### Actions to take
A. Name every baseball player mentioned in the MLB text, using the names as they appear there.
B. Condense the MLB text's paragraph beginning "Relief pitcher Bobby Jenks" into one shorter sentence that keeps its main facts.

MLB: July 2025

Cal Raleigh is a very good catcher but somewhat ironically, he appears to be having his weakest season defensively while having a breakout year on offense. I don’t pretend to understand all of the advanced stats, so I’m just looking at both bWAR and fWAR. The gap is closer at fangraphs with Judge at 7.1 and Raleigh 5.7.

It was Dodgers fans wearing out their lungs screaming “Cheater” at Jose Altuve while he and his teammates feasted on Dodgers pitching.

Altuve: two home runs, a double and 5 RBIs.

Unless you’re the New York Mets.

Relief pitcher Bobby Jenks, who was one of the heroes of the White Sox’ World Series win in 2005, died yesterday, at age 44, after a battle with stomach cancer.

Jenks was a big guy (officially listed at 6’4", 275 lbs.), and whenever I hear his name, I remember a radio ad for the White Sox which ran here in Chicago, in which he was referred to as “the Meat with the Heat.”

They keep on limiting pitchers’ innings more and more, and they keep on getting injured.

### Dataset excerpt

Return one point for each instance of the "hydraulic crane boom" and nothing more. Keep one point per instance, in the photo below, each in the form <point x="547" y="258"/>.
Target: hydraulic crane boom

### Exercise results
A. Cal Raleigh, Judge, Jose Altuve, Bobby Jenks

B. Bobby Jenks, a relief pitcher who helped the White Sox win the 2005 World Series, died yesterday at 44 after battling stomach cancer.